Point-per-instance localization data
= = = =
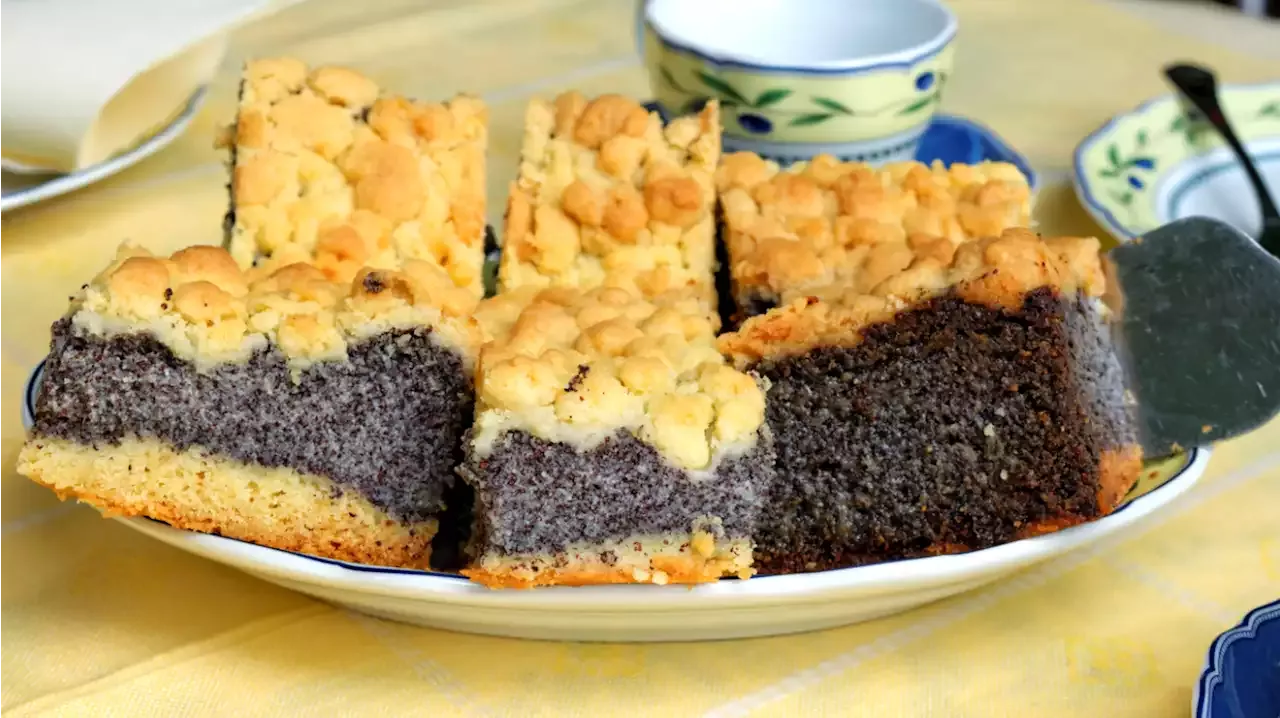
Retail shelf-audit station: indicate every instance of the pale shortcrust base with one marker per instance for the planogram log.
(192, 489)
(696, 557)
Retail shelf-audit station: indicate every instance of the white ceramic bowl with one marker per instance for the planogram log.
(854, 78)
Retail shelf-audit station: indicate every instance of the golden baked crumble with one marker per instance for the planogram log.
(609, 197)
(824, 223)
(996, 271)
(206, 310)
(328, 170)
(572, 365)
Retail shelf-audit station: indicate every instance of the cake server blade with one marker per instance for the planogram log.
(1198, 333)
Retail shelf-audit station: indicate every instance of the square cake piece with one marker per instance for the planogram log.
(288, 411)
(609, 197)
(329, 170)
(612, 444)
(964, 405)
(830, 224)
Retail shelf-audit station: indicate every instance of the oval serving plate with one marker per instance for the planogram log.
(1242, 671)
(1159, 163)
(764, 606)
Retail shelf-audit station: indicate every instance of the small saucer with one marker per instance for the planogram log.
(18, 190)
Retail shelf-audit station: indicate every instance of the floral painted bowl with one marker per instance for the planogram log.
(859, 79)
(1162, 161)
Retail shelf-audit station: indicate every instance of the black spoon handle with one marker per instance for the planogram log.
(1200, 86)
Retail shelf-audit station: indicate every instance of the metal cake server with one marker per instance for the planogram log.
(1197, 333)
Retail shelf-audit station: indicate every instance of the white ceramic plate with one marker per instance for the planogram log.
(18, 190)
(727, 609)
(1159, 163)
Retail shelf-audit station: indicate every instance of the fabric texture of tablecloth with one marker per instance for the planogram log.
(96, 620)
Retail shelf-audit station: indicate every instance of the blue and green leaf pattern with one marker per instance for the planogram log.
(928, 83)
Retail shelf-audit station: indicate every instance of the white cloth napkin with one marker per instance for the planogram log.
(83, 79)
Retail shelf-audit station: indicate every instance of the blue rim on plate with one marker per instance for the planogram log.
(1083, 187)
(1242, 671)
(28, 417)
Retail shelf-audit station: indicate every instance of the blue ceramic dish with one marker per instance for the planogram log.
(1242, 673)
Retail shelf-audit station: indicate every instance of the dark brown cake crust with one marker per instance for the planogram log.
(955, 426)
(387, 422)
(540, 497)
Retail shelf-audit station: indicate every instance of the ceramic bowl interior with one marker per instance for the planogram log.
(859, 79)
(812, 33)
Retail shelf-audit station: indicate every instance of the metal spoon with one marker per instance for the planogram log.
(1200, 87)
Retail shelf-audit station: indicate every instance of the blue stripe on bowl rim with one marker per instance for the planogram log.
(935, 46)
(1212, 677)
(1082, 186)
(28, 412)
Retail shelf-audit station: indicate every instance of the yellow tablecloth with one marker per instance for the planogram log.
(96, 620)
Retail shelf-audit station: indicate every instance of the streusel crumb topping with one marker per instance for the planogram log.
(995, 271)
(208, 311)
(332, 172)
(609, 197)
(572, 365)
(824, 223)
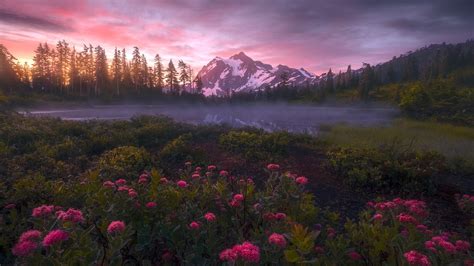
= = = =
▶ _What needs to be done_: Only the lines from the one containing "the blue and" through the last line of the entries above, both included, belong in the answer, written out exactly; pictures do not.

▶ _Exercise response_:
Retail shelf-audit station: indicate every instance of the blue and green leaf pattern with one marker per instance for the planogram log.
(928, 83)
Retail shelf-audit station: indicate every instance of the white cloth napkin with one marker per instance for the planogram log.
(83, 79)
Retail shelf-audit station: indicate every instance of the blue rim on plate with one marker per instance for the planogram log.
(1083, 187)
(1242, 671)
(28, 417)
Retail shelf-audit station: indicate every instance of the blue ceramic dish with one marker per instance for the planogram log.
(1242, 673)
Retail shelf-audit station: indicate every instance of the dark brown cake crust with one marker per instance for the planogram log.
(955, 426)
(387, 422)
(540, 497)
Retail shelf-audit station: indicate every instance of the ceramic bowl interior with one marker per instance for the planogram log.
(859, 79)
(812, 33)
Retail shelf-audit station: indicate every instance of the metal spoon with one marker per instance for the planogram log.
(1200, 87)
Retail shelf-audit station: indicate every instance of the blue stripe on bowl rim with one marker per instance for the planogram log.
(935, 46)
(1212, 677)
(1082, 186)
(28, 412)
Retail shelf-audit station: indicate every instance of the yellow tablecloth with one marker per instance for the planogram log.
(96, 620)
Retail shelf-audit station: indicate every instance of the streusel crumb topping with one marker per instance for the planogram log.
(995, 271)
(208, 311)
(332, 172)
(609, 197)
(572, 365)
(824, 223)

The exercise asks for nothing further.